===== Material for the task =====

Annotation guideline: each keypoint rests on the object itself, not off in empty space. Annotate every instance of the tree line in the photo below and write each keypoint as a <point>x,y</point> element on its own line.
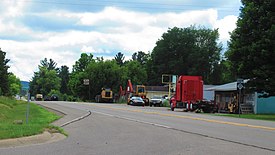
<point>9,84</point>
<point>179,51</point>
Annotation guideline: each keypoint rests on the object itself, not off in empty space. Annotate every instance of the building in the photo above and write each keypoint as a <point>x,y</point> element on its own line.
<point>227,98</point>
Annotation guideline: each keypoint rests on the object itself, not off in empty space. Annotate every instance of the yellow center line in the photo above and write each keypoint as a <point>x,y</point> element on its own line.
<point>190,117</point>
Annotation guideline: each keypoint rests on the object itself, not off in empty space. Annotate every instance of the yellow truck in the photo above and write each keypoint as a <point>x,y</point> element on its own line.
<point>106,95</point>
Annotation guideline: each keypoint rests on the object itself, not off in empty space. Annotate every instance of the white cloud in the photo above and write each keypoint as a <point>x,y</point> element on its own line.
<point>110,31</point>
<point>226,25</point>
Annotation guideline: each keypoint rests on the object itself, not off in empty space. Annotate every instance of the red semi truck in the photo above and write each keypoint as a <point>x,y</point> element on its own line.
<point>189,95</point>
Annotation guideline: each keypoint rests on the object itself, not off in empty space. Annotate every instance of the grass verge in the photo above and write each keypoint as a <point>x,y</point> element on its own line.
<point>267,117</point>
<point>13,119</point>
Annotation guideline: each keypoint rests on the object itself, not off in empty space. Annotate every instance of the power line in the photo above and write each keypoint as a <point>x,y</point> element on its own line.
<point>133,5</point>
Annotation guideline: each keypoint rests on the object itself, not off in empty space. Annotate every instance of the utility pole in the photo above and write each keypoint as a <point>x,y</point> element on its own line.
<point>28,109</point>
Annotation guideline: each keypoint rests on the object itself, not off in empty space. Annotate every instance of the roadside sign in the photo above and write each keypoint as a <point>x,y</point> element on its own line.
<point>240,84</point>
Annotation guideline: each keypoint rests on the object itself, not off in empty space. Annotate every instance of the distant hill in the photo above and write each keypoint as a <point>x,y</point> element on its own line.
<point>25,85</point>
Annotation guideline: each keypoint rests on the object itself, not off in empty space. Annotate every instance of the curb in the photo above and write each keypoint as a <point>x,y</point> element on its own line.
<point>77,119</point>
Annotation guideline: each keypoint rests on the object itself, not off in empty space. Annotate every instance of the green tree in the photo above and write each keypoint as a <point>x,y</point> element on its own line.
<point>48,80</point>
<point>75,84</point>
<point>64,76</point>
<point>119,58</point>
<point>14,84</point>
<point>188,51</point>
<point>82,62</point>
<point>4,81</point>
<point>105,74</point>
<point>51,65</point>
<point>136,72</point>
<point>252,44</point>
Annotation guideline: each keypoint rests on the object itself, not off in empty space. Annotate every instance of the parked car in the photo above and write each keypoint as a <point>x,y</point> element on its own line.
<point>156,101</point>
<point>138,101</point>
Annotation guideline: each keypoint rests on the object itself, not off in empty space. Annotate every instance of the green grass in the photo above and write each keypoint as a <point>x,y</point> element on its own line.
<point>11,110</point>
<point>267,117</point>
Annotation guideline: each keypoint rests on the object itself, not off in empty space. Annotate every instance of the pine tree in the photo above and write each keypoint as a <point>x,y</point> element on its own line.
<point>252,46</point>
<point>4,81</point>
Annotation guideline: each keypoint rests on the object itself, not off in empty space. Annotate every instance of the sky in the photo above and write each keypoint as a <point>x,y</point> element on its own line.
<point>31,30</point>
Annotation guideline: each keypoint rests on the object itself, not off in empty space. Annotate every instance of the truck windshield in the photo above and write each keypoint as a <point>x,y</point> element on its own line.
<point>141,90</point>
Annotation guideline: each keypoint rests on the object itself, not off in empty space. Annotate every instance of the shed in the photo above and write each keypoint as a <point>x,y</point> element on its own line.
<point>224,95</point>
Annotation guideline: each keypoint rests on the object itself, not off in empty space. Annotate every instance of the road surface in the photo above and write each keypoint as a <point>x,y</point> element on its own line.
<point>121,129</point>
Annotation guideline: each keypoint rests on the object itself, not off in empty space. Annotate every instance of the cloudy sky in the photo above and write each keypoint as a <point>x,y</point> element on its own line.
<point>31,30</point>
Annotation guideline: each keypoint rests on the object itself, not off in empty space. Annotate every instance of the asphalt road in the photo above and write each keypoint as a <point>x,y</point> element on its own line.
<point>121,129</point>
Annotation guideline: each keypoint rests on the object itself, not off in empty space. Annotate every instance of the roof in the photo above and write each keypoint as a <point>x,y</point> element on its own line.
<point>226,87</point>
<point>156,88</point>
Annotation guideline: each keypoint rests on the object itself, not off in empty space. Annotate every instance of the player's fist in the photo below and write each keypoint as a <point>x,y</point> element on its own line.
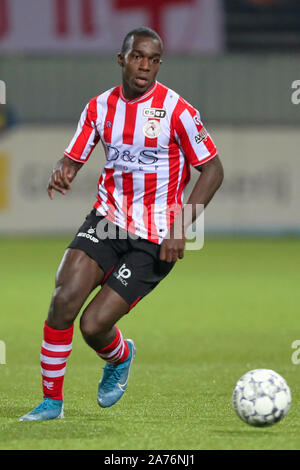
<point>62,175</point>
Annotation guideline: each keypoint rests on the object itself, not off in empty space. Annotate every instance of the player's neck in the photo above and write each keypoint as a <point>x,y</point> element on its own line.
<point>130,94</point>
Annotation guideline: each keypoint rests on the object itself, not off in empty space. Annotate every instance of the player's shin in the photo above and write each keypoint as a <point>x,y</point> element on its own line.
<point>56,348</point>
<point>117,351</point>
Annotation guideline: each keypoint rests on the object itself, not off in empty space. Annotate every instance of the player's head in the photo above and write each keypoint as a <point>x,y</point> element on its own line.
<point>140,59</point>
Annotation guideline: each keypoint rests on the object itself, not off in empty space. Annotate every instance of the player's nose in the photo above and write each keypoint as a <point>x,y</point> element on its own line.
<point>144,64</point>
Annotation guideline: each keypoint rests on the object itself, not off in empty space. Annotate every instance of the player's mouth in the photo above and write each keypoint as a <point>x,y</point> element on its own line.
<point>141,82</point>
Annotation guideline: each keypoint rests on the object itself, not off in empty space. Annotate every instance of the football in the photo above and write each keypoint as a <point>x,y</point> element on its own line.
<point>261,397</point>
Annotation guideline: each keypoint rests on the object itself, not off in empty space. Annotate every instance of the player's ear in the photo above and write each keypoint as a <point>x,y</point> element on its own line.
<point>121,60</point>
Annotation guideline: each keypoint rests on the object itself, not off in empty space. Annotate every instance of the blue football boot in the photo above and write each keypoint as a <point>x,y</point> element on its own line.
<point>47,409</point>
<point>115,378</point>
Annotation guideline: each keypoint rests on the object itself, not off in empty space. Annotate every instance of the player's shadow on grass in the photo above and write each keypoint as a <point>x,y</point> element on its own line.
<point>249,432</point>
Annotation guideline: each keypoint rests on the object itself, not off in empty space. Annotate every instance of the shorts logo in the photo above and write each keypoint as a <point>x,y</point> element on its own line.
<point>154,113</point>
<point>201,136</point>
<point>89,235</point>
<point>152,129</point>
<point>123,273</point>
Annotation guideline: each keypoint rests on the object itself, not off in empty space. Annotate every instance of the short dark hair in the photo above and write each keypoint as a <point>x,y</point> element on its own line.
<point>142,31</point>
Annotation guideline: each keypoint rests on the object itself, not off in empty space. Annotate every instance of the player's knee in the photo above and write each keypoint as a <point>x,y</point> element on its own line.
<point>93,325</point>
<point>63,304</point>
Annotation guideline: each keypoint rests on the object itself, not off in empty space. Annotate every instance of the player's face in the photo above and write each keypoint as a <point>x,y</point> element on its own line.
<point>140,66</point>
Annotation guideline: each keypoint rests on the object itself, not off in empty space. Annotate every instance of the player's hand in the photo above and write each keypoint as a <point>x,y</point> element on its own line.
<point>63,174</point>
<point>172,247</point>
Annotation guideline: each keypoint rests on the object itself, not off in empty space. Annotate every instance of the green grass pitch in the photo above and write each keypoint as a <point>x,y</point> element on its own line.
<point>224,310</point>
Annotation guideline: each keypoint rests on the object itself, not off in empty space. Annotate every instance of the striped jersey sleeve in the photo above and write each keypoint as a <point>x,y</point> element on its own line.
<point>196,143</point>
<point>86,136</point>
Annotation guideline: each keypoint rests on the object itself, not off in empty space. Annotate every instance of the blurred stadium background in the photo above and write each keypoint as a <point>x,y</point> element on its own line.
<point>235,60</point>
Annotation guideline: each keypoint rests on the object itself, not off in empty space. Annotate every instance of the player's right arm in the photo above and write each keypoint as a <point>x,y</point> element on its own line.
<point>63,174</point>
<point>78,151</point>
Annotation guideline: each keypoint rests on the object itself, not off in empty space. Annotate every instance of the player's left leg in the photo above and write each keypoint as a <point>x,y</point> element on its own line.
<point>98,327</point>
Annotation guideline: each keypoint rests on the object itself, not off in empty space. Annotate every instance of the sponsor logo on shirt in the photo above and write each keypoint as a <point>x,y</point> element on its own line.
<point>154,113</point>
<point>152,129</point>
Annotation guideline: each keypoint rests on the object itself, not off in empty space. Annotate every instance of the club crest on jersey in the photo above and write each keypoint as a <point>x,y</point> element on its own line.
<point>152,129</point>
<point>201,136</point>
<point>154,112</point>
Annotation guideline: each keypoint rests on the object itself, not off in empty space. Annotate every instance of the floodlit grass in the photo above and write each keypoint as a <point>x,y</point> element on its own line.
<point>224,310</point>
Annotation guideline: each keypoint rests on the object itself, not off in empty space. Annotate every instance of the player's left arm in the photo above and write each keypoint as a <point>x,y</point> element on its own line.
<point>210,179</point>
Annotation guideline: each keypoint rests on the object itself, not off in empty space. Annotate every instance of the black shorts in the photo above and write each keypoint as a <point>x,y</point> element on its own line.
<point>131,264</point>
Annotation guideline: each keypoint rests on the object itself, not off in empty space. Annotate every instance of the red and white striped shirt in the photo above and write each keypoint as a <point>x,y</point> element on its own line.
<point>150,143</point>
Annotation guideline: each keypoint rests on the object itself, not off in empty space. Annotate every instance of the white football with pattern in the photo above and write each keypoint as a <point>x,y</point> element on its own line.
<point>261,397</point>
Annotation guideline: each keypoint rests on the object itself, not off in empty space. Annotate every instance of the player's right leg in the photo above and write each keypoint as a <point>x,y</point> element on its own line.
<point>77,277</point>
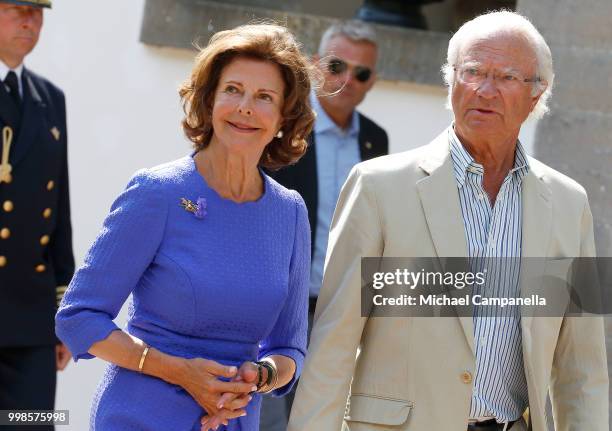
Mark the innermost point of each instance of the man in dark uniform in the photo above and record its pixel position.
(342, 137)
(36, 260)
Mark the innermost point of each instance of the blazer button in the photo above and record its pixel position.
(466, 377)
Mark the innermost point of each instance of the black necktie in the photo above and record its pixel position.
(11, 82)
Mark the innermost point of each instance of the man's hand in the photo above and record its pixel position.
(62, 356)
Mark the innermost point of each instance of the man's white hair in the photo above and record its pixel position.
(504, 22)
(357, 31)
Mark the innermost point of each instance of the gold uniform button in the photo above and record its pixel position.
(466, 377)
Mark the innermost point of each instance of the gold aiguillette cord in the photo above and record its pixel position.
(5, 167)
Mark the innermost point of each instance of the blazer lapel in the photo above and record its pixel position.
(537, 222)
(440, 201)
(33, 113)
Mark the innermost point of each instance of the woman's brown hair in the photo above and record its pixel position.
(268, 42)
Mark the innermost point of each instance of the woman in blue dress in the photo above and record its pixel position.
(215, 253)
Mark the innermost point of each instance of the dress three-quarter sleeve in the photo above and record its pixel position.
(288, 337)
(113, 266)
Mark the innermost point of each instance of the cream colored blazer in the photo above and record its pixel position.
(415, 374)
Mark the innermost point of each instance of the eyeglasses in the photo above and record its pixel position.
(336, 66)
(471, 74)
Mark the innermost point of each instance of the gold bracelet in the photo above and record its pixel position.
(142, 358)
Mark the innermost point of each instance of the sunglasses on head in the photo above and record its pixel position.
(337, 66)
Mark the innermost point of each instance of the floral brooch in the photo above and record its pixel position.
(198, 209)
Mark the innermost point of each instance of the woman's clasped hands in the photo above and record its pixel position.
(222, 400)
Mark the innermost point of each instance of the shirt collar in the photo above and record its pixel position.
(325, 124)
(4, 70)
(463, 162)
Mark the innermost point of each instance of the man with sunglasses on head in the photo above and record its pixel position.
(471, 193)
(36, 260)
(342, 137)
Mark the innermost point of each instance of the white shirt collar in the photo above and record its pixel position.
(4, 70)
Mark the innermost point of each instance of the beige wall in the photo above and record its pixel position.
(124, 114)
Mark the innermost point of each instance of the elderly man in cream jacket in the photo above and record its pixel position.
(471, 192)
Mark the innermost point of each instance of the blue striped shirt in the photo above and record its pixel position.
(500, 386)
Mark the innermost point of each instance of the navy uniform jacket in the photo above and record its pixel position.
(302, 176)
(36, 257)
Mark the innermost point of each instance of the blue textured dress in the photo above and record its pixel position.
(231, 286)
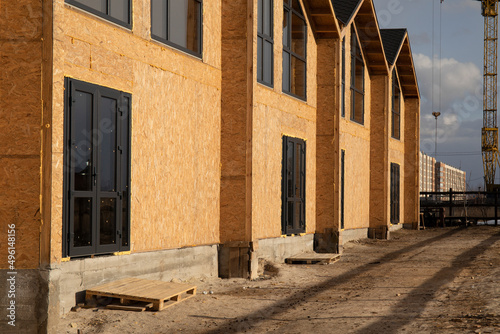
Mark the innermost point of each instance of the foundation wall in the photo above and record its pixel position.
(175, 139)
(30, 302)
(278, 249)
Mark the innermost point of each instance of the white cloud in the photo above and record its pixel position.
(460, 82)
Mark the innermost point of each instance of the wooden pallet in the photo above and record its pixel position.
(160, 294)
(313, 258)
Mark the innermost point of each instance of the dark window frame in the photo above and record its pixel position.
(357, 58)
(395, 193)
(342, 189)
(175, 45)
(264, 38)
(122, 230)
(289, 174)
(396, 107)
(102, 15)
(288, 12)
(342, 87)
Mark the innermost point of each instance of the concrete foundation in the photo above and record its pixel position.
(30, 306)
(278, 249)
(69, 280)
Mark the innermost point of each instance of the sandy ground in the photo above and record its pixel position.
(432, 281)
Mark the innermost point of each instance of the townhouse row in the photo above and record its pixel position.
(178, 138)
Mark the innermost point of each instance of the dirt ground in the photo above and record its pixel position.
(433, 281)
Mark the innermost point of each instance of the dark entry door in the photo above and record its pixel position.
(394, 193)
(97, 169)
(293, 186)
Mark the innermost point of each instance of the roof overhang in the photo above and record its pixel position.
(368, 30)
(406, 70)
(321, 17)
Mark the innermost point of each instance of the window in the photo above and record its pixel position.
(396, 105)
(342, 87)
(96, 170)
(294, 49)
(357, 81)
(342, 192)
(394, 193)
(117, 11)
(178, 23)
(265, 42)
(293, 186)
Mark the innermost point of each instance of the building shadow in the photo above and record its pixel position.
(249, 321)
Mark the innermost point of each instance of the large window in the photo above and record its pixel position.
(293, 186)
(357, 81)
(96, 170)
(342, 87)
(117, 11)
(265, 42)
(396, 106)
(395, 182)
(178, 23)
(294, 49)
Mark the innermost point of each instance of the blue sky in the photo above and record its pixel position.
(457, 75)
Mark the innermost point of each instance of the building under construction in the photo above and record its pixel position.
(141, 141)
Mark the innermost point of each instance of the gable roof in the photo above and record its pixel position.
(321, 17)
(345, 9)
(367, 28)
(392, 39)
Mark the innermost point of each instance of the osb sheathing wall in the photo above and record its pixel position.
(397, 153)
(276, 114)
(21, 32)
(411, 166)
(237, 90)
(379, 152)
(354, 138)
(175, 140)
(328, 114)
(255, 118)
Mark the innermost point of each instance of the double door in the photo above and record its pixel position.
(97, 169)
(293, 186)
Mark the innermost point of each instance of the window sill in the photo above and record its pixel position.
(298, 98)
(104, 18)
(174, 47)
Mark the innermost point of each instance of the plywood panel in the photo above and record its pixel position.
(235, 95)
(175, 181)
(20, 184)
(20, 106)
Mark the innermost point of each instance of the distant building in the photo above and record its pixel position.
(449, 177)
(438, 176)
(427, 173)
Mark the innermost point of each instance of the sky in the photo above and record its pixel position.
(456, 41)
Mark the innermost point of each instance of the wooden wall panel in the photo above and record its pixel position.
(379, 151)
(20, 119)
(235, 63)
(355, 140)
(176, 101)
(327, 145)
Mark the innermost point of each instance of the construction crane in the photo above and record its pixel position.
(489, 132)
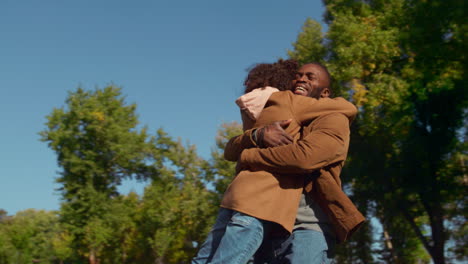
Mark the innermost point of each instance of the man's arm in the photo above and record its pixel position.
(237, 144)
(326, 144)
(271, 135)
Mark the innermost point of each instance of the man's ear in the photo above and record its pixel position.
(325, 93)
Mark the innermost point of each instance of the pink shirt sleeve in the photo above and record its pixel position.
(252, 103)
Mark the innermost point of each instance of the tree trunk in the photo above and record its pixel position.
(92, 258)
(438, 236)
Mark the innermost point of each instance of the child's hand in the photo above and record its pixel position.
(273, 135)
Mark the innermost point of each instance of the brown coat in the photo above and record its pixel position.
(272, 187)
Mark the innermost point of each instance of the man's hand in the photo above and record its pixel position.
(273, 135)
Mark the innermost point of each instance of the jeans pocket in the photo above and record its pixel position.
(241, 219)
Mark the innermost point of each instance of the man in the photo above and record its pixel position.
(322, 151)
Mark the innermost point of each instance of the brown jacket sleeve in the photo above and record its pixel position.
(326, 144)
(306, 109)
(237, 144)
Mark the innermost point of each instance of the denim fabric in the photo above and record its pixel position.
(234, 239)
(302, 247)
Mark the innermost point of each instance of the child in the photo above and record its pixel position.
(238, 231)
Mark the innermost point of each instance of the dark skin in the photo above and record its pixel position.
(310, 81)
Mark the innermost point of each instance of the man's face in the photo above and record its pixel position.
(310, 80)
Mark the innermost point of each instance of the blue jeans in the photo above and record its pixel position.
(301, 247)
(233, 239)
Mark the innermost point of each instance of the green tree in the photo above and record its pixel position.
(26, 237)
(97, 144)
(177, 208)
(223, 171)
(402, 63)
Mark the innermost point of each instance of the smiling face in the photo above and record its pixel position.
(311, 80)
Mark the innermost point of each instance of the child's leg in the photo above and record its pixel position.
(242, 237)
(209, 247)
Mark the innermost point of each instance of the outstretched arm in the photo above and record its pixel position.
(271, 135)
(327, 143)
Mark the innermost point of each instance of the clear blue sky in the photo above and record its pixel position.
(181, 62)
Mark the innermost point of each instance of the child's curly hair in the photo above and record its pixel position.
(279, 75)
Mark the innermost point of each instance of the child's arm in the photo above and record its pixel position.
(326, 144)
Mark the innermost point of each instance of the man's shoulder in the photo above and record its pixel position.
(334, 120)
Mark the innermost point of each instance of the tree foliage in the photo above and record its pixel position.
(402, 63)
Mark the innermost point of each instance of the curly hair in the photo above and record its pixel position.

=====

● **Problem details**: Return exactly what appears in the records from the line with "Mark the innermost point of each instance of the child's leg" through the final line, and nothing else.

● **Output of the exercise**:
Mark the innermost point of each instance of the child's leg in the photo above and record its pixel position.
(242, 237)
(209, 247)
Mark the innermost point of each instance of the outstretched arm in the photo above and record its pixel position.
(271, 135)
(327, 143)
Mark the innermost point of each instance of the clear blue sky in the photo above and record its pixel position.
(181, 62)
Mark the innermost point of each instance of the child's curly hair in the photo above and record its pixel position.
(279, 75)
Mark the innermost point of each instance of the child's arm in the photo above and record its pixel position.
(326, 144)
Mark the innermost point of each instance of the man's shoulder in the photo above and record its pixel position.
(334, 120)
Mark the innermost point of each instance of the tree foliage in the photo above and record its pixel position.
(402, 63)
Mark the innermost point of each instance of the curly hair in the photo above and record its pixel position.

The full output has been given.